• _DIRECTION A_: Rewrite the paragraph of the court opinion beginning "June 15, 1943, plaintiff Caroline E. Merrill" as a short list of its main facts.

• _PASSAGE_:
Opinion
Docket No. 17217.
May 12, 1950.
APPEAL from a judgment of the Superior Court of Los Angeles County and from an order denying a new trial. Thurmond Clarke, Judge. Judgment affirmed; appeal from order dismissed.
Action on a claim against an estate for compensation for services rendered. Judgment for defendant affirmed.
Robert M. Newell for Appellant.
William B. Etheridge for Respondent.
Appeal by plaintiff from an adverse judgment in an action on a claim against an estate for compensation for services rendered.
June 15, 1943, plaintiff Caroline E. Merrill was employed as cook, housekeeper and practical nurse by the decedent Almira E. Thomas. The employment was verbal; it continued to July 17, 1947, the date of death of Mrs. Thomas. Plaintiff filed a claim against the estate for $7,435 as the reasonable value of the services rendered at the rate of $150 a month in addition to room and board. The claim was rejected and this action followed. The defense was that plaintiff had been compensated for all services rendered; and the court so found.

• _TASK INPUT_:
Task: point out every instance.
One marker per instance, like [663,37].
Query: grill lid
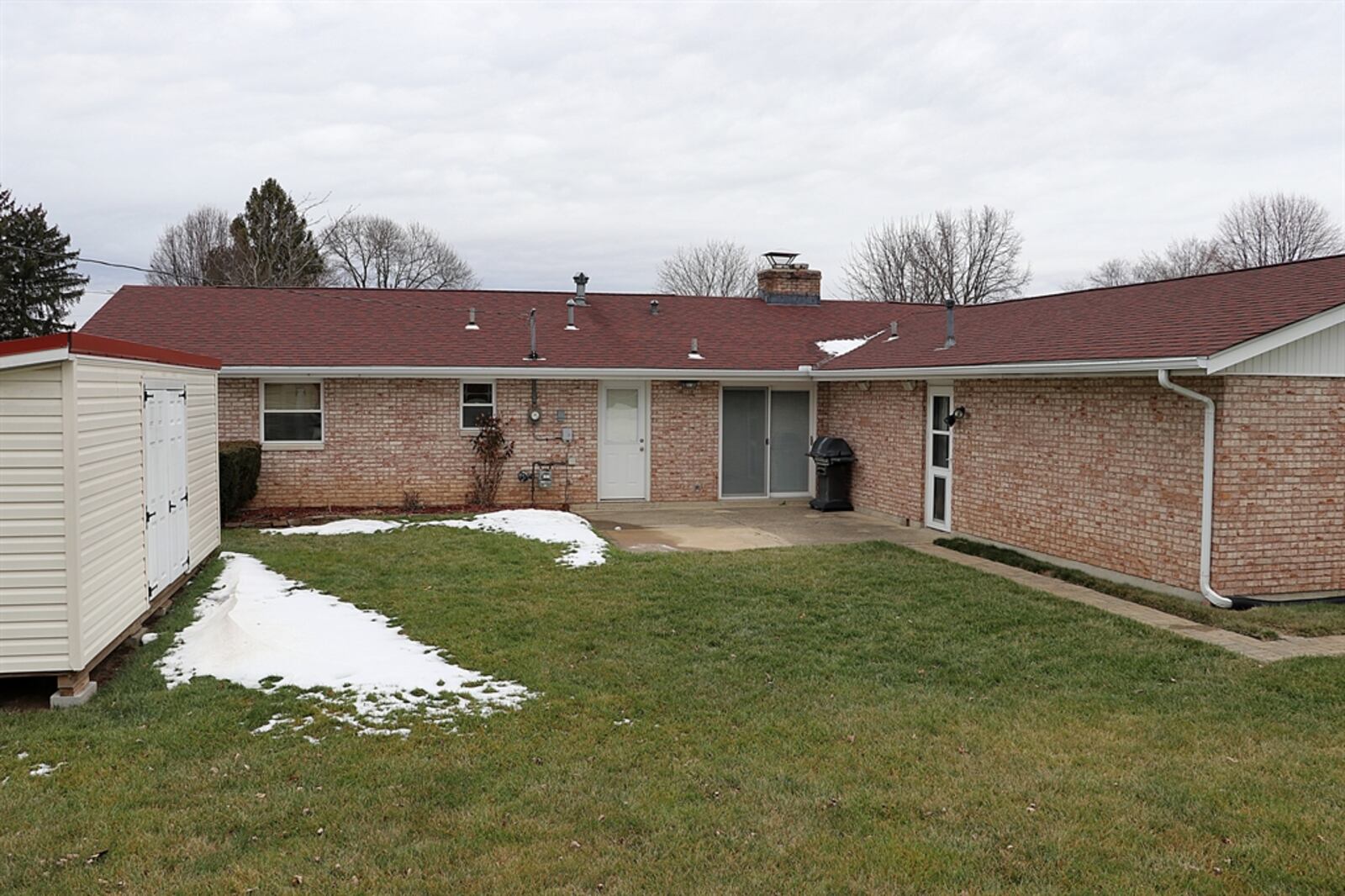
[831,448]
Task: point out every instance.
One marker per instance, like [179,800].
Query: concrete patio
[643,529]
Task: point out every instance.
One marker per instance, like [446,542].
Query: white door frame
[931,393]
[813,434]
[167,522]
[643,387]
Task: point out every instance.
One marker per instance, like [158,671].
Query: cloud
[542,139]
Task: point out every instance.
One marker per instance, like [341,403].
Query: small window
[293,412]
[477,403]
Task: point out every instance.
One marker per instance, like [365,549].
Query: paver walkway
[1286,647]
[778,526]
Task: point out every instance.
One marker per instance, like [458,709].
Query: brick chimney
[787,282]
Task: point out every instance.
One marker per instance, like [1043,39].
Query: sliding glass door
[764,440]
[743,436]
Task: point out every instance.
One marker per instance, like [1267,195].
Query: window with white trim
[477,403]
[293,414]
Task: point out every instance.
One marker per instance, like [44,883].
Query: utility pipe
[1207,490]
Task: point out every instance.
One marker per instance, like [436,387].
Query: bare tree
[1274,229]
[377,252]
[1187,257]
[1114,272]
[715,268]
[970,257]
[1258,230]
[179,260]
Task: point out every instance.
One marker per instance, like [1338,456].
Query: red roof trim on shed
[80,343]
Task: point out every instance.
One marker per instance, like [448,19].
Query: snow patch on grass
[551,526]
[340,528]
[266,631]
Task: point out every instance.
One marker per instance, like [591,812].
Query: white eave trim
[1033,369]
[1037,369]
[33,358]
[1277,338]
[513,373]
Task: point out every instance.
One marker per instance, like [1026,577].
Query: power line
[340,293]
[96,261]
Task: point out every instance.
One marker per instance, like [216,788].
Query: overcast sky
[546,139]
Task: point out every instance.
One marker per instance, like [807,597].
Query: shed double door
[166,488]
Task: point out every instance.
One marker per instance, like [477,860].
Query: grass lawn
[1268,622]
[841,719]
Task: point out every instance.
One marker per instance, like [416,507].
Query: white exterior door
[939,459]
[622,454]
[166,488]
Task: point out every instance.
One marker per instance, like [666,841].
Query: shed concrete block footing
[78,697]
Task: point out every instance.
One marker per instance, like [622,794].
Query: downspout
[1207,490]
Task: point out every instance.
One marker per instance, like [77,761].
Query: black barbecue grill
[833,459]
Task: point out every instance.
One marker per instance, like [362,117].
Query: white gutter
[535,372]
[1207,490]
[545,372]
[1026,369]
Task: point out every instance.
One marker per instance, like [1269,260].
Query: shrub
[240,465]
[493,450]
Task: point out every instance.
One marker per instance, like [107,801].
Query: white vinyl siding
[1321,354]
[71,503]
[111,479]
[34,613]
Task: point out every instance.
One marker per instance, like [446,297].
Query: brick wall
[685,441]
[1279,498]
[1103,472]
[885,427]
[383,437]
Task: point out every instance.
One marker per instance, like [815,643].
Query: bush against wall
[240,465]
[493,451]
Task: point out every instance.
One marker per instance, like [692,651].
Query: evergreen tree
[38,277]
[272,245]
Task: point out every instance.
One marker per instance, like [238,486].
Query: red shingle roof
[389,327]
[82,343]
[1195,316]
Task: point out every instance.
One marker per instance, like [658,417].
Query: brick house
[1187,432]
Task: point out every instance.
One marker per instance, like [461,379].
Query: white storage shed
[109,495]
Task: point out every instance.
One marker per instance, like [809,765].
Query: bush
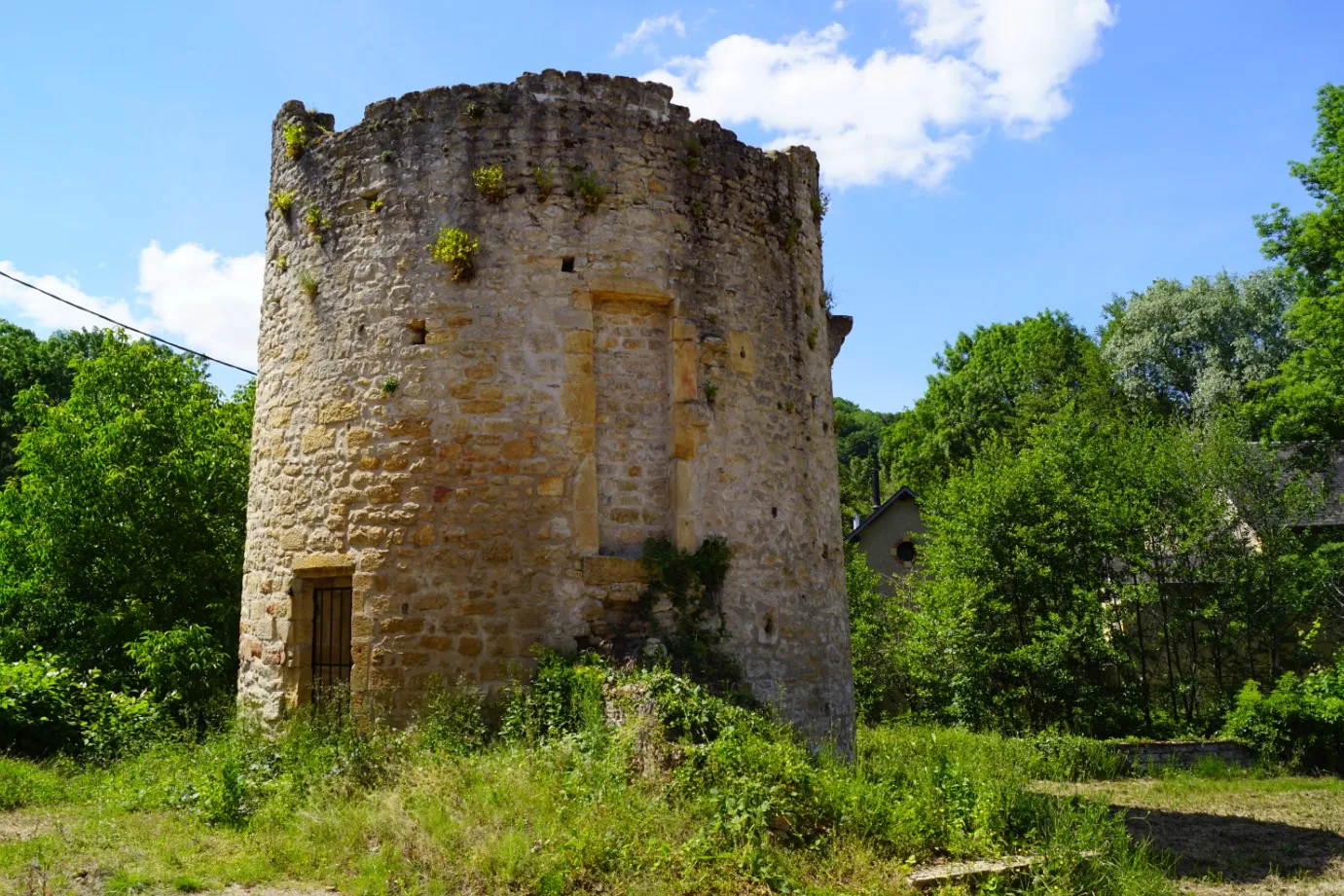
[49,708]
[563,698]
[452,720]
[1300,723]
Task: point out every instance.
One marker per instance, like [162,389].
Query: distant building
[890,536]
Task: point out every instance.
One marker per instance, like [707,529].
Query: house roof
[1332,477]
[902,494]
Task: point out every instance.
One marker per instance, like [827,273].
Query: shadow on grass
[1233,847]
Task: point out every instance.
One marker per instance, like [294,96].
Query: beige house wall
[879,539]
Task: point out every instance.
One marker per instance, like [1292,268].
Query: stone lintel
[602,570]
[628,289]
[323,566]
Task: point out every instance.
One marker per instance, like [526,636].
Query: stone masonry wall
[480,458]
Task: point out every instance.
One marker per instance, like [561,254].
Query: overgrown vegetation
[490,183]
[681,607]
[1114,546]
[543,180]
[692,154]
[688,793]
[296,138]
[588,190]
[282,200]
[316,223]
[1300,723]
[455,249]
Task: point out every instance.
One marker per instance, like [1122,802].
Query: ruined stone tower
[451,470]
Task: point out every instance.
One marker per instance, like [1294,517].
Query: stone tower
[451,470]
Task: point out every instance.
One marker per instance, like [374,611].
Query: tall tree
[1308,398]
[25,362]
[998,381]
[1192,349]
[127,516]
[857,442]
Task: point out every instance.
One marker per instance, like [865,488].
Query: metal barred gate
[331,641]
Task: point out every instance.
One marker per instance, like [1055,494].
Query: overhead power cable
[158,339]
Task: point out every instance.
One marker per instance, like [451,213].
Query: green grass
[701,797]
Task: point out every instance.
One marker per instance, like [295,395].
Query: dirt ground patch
* * *
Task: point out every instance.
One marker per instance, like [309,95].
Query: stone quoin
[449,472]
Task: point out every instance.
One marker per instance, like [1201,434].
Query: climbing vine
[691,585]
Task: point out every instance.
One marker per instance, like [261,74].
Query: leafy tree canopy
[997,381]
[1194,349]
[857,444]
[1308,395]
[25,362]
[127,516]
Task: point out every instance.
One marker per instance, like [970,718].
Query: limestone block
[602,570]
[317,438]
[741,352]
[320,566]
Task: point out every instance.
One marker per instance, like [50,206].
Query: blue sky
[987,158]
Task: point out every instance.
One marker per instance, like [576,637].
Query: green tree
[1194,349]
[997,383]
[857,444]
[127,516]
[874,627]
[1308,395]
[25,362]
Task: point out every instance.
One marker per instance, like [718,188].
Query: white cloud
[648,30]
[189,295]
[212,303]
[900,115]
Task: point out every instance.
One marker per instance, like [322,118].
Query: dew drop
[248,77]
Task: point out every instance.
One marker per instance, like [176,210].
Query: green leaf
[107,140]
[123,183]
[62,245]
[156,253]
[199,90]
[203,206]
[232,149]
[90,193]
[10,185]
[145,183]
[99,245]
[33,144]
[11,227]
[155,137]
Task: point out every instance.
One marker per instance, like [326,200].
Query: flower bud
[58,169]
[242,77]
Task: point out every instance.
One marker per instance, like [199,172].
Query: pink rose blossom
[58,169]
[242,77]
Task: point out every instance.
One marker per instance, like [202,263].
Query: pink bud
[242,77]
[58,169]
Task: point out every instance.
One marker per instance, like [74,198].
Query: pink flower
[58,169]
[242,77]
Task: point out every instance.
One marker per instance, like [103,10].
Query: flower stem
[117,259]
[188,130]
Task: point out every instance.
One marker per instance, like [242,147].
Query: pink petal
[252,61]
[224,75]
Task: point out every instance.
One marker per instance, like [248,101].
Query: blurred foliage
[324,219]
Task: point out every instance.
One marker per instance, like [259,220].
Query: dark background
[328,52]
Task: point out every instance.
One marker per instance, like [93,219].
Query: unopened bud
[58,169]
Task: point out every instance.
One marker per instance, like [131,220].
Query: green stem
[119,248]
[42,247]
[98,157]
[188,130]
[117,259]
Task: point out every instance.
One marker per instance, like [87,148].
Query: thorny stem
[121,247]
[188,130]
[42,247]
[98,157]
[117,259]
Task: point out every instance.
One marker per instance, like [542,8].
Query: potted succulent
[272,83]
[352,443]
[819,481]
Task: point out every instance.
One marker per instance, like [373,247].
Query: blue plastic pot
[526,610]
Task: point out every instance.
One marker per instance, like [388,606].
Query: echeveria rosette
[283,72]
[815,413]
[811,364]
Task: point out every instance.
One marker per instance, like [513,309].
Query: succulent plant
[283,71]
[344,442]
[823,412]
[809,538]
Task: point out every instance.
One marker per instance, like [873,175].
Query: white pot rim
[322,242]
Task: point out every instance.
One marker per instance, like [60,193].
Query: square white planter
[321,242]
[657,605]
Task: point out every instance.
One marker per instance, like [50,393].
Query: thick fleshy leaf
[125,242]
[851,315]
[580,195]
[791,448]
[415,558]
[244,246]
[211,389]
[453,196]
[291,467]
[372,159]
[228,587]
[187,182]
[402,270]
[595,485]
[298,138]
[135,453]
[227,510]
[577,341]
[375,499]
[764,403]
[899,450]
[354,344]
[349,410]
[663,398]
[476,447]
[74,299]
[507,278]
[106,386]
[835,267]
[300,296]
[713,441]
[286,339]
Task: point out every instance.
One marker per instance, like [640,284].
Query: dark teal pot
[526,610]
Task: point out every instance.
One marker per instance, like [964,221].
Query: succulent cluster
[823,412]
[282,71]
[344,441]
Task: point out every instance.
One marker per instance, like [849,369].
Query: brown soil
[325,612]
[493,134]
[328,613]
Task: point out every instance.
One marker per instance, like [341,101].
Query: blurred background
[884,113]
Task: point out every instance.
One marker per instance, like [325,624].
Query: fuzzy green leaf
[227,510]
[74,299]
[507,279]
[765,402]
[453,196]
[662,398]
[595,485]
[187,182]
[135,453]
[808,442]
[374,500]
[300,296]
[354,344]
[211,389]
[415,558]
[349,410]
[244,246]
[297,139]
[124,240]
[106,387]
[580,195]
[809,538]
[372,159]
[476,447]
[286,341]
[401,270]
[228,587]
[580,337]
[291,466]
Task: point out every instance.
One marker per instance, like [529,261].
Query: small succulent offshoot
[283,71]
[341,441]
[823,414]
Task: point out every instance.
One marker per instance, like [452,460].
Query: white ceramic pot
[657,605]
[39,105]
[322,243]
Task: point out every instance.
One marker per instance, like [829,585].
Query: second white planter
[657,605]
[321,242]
==
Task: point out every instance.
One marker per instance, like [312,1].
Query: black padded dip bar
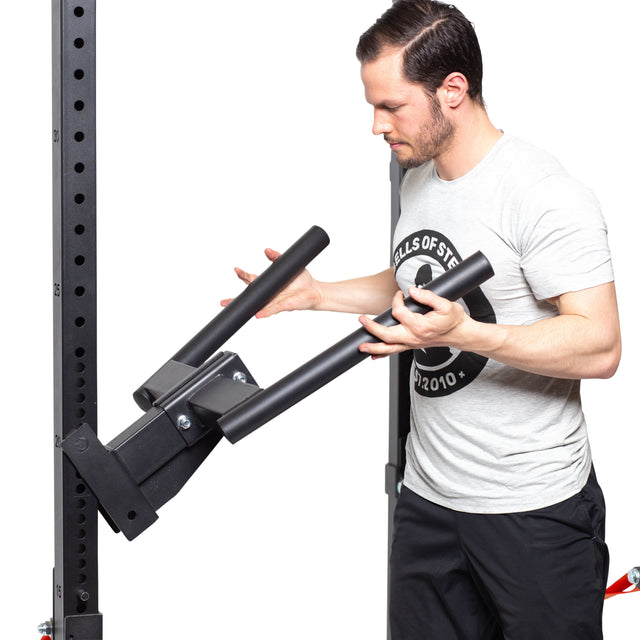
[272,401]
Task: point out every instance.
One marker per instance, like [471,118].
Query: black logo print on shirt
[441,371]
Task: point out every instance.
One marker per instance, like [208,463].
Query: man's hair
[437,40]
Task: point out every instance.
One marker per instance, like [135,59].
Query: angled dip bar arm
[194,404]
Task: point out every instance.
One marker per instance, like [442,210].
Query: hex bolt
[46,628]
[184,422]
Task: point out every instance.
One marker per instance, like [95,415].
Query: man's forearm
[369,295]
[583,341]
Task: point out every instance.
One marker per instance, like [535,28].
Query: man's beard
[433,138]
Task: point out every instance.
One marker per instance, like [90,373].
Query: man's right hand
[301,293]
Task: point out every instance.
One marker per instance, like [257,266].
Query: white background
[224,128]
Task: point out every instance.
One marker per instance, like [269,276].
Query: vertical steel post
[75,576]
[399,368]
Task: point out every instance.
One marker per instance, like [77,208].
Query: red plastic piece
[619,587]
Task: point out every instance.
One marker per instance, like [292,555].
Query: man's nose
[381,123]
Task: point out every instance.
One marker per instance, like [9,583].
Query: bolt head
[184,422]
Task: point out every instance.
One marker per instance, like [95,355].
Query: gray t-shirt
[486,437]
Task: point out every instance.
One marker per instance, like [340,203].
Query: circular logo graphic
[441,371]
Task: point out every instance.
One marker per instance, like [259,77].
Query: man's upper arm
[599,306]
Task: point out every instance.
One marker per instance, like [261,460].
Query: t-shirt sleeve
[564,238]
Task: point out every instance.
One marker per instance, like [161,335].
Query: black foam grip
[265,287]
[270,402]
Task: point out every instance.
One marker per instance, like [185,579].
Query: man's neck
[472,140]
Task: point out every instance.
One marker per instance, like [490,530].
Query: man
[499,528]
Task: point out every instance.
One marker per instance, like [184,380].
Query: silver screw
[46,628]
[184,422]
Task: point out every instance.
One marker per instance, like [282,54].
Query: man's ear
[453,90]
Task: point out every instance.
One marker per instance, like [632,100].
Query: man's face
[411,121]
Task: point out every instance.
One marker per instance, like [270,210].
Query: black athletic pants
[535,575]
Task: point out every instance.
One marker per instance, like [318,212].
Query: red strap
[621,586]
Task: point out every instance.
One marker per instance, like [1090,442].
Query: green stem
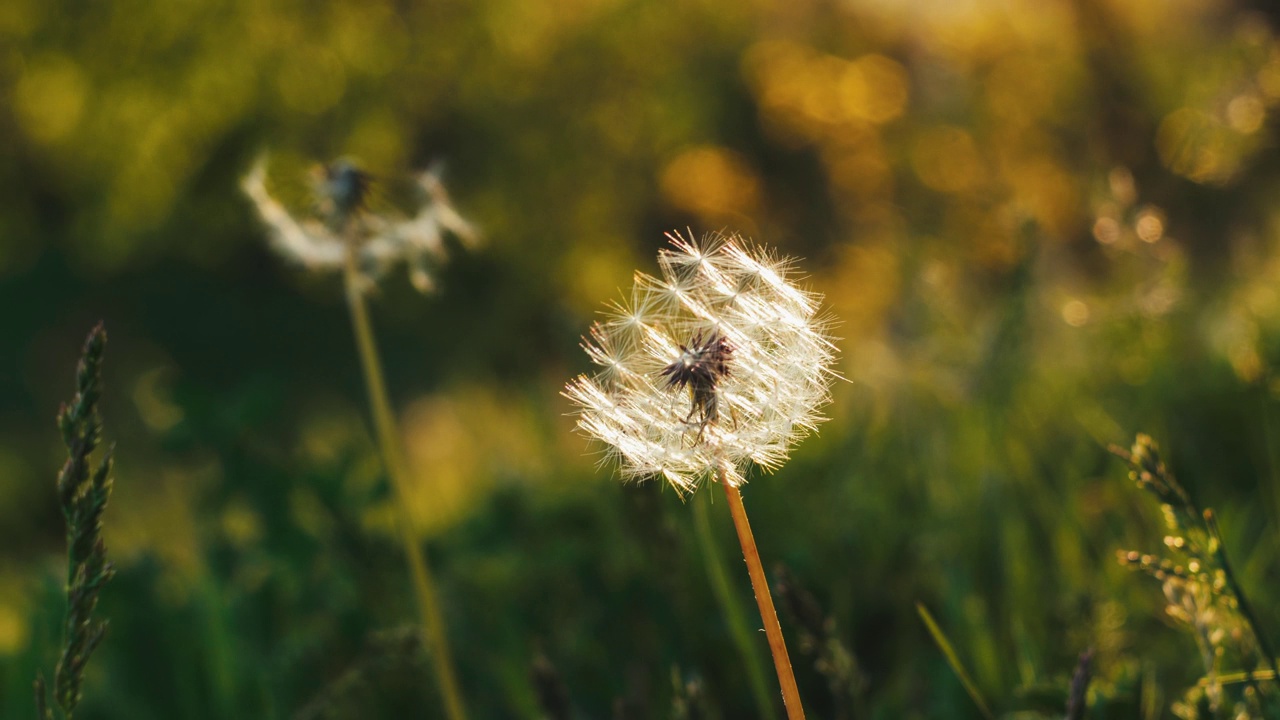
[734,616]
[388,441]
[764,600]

• _DIRECTION B_: How many lines of the entries contain the string "trim"? Reply with the number only.

• _COMPLETE RESPONSE A_:
- On June 15, 1943, Almira E. Thomas verbally hired plaintiff Caroline E. Merrill as cook, housekeeper and practical nurse.
- The employment lasted until Mrs. Thomas died on July 17, 1947.
- Plaintiff claimed $7,435 from the estate as the reasonable value of her services, at $150 a month plus room and board.
- The claim was rejected, and plaintiff sued.
- The defense was that plaintiff had been paid for all her services, and the court found this to be true.

• _COMPLETE RESPONSE B_: 3